------ FRAGMENTO

Todo lo demás pertenece a nuestra historia, como el brazo que me machucó el rodillo de una lavadora en el patio de la casa de mi abuela o el recuerdo perfecto del día que Leo nos obligó a quedarnos despiertos, para descubrir con nuestros propios ojos la identidad del Niño Jesús de nuestros regalos navideños o los primeros cigarrillos fumados a hurtadillas en algún cayo de Morrocoy, o los presagios de una Ouija interrumpida por las bravuras de Ofelia. Las mesas rebosantes de comida, los tenderetes interminables de arepas para el desayuno y la dulce rudeza de una abuela a la que todos nos referimos en presente fue mi fiesta de noche vieja, la fiesta que significa siempre encontrarse con los primos.

------------

§ TAREAS POR REALIZAR
**1.** Convierte en una lista, por favor, el párrafo del fragmento que empieza con "Todo lo demás pertenece", conservando sus datos principales.
**2.** Reproduce el tramo del fragmento que va de "Todo lo demás" hasta "con los primos.", cambiando "arepas" por "empanadas".

------ DATOS PROPORCIONADOS

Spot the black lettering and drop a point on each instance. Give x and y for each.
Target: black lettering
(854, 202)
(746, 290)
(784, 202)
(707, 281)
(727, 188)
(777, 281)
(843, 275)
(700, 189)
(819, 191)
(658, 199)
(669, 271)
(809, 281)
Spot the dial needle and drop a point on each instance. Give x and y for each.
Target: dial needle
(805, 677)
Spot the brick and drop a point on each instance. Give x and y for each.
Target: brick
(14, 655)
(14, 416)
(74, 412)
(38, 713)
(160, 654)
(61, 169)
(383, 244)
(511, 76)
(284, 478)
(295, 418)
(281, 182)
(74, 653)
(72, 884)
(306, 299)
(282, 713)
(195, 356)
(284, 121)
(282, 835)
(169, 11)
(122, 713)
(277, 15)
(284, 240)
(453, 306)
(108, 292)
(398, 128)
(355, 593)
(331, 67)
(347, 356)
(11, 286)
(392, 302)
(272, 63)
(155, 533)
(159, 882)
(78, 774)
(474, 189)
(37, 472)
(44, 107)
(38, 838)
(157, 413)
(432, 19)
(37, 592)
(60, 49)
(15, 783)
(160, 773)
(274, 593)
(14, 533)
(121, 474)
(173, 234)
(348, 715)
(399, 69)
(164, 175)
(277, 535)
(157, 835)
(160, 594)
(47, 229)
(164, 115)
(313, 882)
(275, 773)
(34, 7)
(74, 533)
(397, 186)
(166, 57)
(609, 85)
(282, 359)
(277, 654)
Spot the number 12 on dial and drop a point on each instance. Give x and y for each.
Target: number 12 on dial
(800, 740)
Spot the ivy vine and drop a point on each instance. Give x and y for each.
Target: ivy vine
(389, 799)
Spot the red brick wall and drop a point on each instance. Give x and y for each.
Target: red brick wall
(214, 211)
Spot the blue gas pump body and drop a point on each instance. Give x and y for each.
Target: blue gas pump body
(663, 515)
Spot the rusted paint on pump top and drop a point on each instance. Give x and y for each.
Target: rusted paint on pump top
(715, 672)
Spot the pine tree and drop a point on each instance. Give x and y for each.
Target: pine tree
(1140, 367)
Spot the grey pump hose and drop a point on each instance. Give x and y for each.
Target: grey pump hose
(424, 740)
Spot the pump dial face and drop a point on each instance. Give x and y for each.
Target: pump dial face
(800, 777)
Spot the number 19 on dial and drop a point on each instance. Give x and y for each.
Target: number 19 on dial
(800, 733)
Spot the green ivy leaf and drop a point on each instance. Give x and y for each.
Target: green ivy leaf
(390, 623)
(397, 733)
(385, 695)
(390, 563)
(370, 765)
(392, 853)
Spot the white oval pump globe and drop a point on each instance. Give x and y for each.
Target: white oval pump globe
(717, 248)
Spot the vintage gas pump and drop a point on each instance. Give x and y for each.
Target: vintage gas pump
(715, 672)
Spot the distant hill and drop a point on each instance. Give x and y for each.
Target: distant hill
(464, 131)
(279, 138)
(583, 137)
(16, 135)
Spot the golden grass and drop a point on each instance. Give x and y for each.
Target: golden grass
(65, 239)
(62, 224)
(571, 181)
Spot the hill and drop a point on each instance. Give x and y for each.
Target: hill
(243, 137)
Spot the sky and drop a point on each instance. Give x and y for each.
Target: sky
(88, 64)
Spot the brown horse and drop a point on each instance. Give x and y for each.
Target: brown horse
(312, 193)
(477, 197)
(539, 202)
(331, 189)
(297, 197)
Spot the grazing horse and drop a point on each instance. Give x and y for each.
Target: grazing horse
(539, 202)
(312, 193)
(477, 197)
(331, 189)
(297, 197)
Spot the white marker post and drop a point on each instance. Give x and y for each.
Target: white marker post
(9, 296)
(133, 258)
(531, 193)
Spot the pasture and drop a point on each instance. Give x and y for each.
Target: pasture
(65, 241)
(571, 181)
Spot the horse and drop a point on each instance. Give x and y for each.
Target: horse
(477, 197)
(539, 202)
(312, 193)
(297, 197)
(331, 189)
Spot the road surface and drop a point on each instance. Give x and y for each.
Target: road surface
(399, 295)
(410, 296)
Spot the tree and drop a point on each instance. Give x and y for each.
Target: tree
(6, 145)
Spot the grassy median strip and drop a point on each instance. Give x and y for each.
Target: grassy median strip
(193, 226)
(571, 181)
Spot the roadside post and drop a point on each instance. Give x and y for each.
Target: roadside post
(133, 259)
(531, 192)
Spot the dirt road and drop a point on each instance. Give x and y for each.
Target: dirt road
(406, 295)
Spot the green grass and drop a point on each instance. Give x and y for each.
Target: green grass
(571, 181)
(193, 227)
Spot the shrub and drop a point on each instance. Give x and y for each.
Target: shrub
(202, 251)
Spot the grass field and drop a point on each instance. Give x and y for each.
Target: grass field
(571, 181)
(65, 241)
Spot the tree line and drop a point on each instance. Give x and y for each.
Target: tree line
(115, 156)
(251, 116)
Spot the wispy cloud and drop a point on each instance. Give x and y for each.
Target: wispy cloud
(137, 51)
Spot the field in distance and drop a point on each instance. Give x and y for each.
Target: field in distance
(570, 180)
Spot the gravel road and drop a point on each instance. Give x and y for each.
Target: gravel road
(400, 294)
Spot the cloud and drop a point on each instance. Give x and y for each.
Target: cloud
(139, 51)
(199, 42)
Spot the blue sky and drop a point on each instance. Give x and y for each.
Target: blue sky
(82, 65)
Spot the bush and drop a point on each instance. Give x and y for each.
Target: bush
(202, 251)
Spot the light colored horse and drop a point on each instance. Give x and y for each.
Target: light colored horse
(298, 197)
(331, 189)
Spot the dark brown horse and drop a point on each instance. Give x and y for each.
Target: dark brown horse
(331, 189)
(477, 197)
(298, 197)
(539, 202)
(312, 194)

------------

§ RESULTADOS POR TAREA
**1.**
- Todo lo demás pertenece a nuestra historia.
- El brazo que machucó el rodillo de una lavadora en el patio de la casa de la abuela.
- El día en que Leo nos obligó a quedarnos despiertos para descubrir la identidad del Niño Jesús de los regalos navideños.
- Los primeros cigarrillos fumados a hurtadillas en algún cayo de Morrocoy.
- Los presagios de una Ouija interrumpida por las bravuras de Ofelia.
- La fiesta de noche vieja, con mesas rebosantes de comida, tenderetes interminables de arepas para el desayuno y la dulce rudeza de una abuela a la que todos nos referimos en presente.
- Esa fiesta significa siempre encontrarse con los primos.

**2.**
Todo lo demás pertenece a nuestra historia, como el brazo que me machucó el rodillo de una lavadora en el patio de la casa de mi abuela o el recuerdo perfecto del día que Leo nos obligó a quedarnos despiertos, para descubrir con nuestros propios ojos la identidad del Niño Jesús de nuestros regalos navideños o los primeros cigarrillos fumados a hurtadillas en algún cayo de Morrocoy, o los presagios de una Ouija interrumpida por las bravuras de Ofelia. Las mesas rebosantes de comida, los tenderetes interminables de empanadas para el desayuno y la dulce rudeza de una abuela a la que todos nos referimos en presente fue mi fiesta de noche vieja, la fiesta que significa siempre encontrarse con los primos.